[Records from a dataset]
-*-
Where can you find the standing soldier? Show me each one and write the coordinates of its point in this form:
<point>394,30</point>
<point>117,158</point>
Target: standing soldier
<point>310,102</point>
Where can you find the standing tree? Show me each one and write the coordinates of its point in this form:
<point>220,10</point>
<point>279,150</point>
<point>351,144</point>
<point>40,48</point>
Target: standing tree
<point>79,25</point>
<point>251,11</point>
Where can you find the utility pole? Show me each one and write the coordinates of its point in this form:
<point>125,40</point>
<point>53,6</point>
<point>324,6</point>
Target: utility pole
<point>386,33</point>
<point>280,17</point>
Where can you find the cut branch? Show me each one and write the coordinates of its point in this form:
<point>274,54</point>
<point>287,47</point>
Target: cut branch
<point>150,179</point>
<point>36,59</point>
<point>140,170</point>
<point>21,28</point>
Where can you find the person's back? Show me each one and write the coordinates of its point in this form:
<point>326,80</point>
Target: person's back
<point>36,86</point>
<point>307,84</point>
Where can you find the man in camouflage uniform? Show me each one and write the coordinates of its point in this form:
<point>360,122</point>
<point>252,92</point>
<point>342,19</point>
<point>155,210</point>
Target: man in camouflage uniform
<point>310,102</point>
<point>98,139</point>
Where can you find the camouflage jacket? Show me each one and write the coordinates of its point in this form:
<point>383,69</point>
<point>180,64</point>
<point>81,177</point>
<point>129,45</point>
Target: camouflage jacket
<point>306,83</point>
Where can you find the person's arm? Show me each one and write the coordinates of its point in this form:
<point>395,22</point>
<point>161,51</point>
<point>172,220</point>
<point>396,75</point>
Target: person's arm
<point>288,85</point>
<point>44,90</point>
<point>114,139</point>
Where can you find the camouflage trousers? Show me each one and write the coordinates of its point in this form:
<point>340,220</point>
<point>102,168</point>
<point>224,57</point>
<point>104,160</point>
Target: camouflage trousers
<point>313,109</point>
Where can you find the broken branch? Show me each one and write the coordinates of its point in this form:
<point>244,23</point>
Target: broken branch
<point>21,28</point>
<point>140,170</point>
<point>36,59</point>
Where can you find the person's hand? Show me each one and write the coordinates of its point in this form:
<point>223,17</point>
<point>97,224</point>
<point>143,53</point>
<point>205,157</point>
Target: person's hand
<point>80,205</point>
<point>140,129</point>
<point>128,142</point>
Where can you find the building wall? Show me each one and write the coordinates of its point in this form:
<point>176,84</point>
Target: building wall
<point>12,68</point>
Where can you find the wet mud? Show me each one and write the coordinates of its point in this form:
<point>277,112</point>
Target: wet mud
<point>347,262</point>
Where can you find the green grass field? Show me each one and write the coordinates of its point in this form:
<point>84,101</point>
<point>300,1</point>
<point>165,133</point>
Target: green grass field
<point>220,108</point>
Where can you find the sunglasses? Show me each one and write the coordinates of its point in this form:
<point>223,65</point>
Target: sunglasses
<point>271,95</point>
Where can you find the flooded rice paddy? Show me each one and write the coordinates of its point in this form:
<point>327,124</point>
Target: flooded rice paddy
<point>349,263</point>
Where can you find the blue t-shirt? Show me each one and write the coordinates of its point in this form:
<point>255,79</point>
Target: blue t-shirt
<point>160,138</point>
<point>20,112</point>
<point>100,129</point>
-*-
**Objective**:
Render every line of the material above as a JSON array of strings, one string per line, and omit blank lines.

**Exercise answer**:
[
  "Where can you find the standing soldier? Show me each one and write the coordinates of its point in this form:",
  "<point>394,30</point>",
  "<point>117,158</point>",
  "Target: standing soldier",
  "<point>310,102</point>",
  "Where can you find the standing tree? Show me each one and write the coordinates of its point in this form:",
  "<point>220,10</point>",
  "<point>279,150</point>",
  "<point>351,144</point>",
  "<point>40,48</point>",
  "Target: standing tree",
  "<point>79,25</point>",
  "<point>251,11</point>",
  "Where can you find the utility pole? Show me each one and write the coordinates of its point in this form:",
  "<point>125,40</point>",
  "<point>53,6</point>",
  "<point>324,6</point>",
  "Target: utility pole",
  "<point>386,33</point>",
  "<point>280,17</point>",
  "Where can you find the cut branch? Show me each one and write the coordinates of its point in this form:",
  "<point>274,54</point>",
  "<point>287,47</point>",
  "Target: cut branch",
  "<point>150,179</point>",
  "<point>36,59</point>",
  "<point>140,170</point>",
  "<point>21,28</point>",
  "Where can you find the person's back? Show me each one and write the coordinates of its point in this form:",
  "<point>326,80</point>",
  "Target: person's back",
  "<point>36,86</point>",
  "<point>307,84</point>",
  "Where can you find the man in camouflage uniform? Show me each one and write the coordinates of its point in this form:",
  "<point>360,122</point>",
  "<point>252,92</point>",
  "<point>342,19</point>",
  "<point>155,210</point>",
  "Target: man in camouflage uniform",
  "<point>310,102</point>",
  "<point>98,139</point>",
  "Where can you find the camouflage jacket? Show me each one and write the coordinates of its point in this form:",
  "<point>383,69</point>",
  "<point>180,64</point>",
  "<point>81,177</point>",
  "<point>129,45</point>",
  "Target: camouflage jacket",
  "<point>306,83</point>",
  "Where can you find the person's arm? Show me each one and write the coordinates of its point in this form:",
  "<point>395,22</point>",
  "<point>161,51</point>",
  "<point>172,220</point>",
  "<point>396,75</point>",
  "Target: person's arm",
  "<point>288,85</point>",
  "<point>44,90</point>",
  "<point>114,139</point>",
  "Where can you find the camouflage trousers? Show me each one and write the coordinates of its point in this form:",
  "<point>340,220</point>",
  "<point>102,168</point>",
  "<point>224,57</point>",
  "<point>104,160</point>",
  "Target: camouflage trousers",
  "<point>313,109</point>",
  "Where can you find the broken branch? Show me each one and write the coordinates of its point in this form:",
  "<point>244,23</point>",
  "Target: broken branch",
  "<point>21,28</point>",
  "<point>140,170</point>",
  "<point>36,59</point>",
  "Where can you find the person's hand? Show me each one and write the coordinates of its point in this form:",
  "<point>223,17</point>",
  "<point>97,224</point>",
  "<point>143,53</point>",
  "<point>205,157</point>",
  "Target: person's hand",
  "<point>80,205</point>",
  "<point>140,129</point>",
  "<point>128,142</point>",
  "Where can you find the building wall? Show me each one and write the coordinates of its point in this form:",
  "<point>176,84</point>",
  "Target: building wall",
  "<point>12,68</point>",
  "Where can you find the wet mud? Show me each one and write the coordinates of its point in this form:",
  "<point>277,112</point>",
  "Target: wet mud",
  "<point>347,262</point>",
  "Where can you find the green grass field? Show me each one and write the coordinates of its point in this form:",
  "<point>84,101</point>",
  "<point>300,1</point>",
  "<point>165,133</point>",
  "Target: green grass field",
  "<point>220,108</point>",
  "Where can you find the sunglasses? Show me each one and write the coordinates of its point in this form:",
  "<point>223,65</point>",
  "Target: sunglasses",
  "<point>271,95</point>",
  "Where can you find the flooded rice paddy? Show me each one and write the coordinates of its point in this form:",
  "<point>327,124</point>",
  "Target: flooded rice paddy",
  "<point>349,263</point>",
  "Where can you find the blue t-shirt? Show me each one and write the coordinates of its point in this form:",
  "<point>255,79</point>",
  "Target: blue t-shirt",
  "<point>160,138</point>",
  "<point>20,112</point>",
  "<point>100,129</point>"
]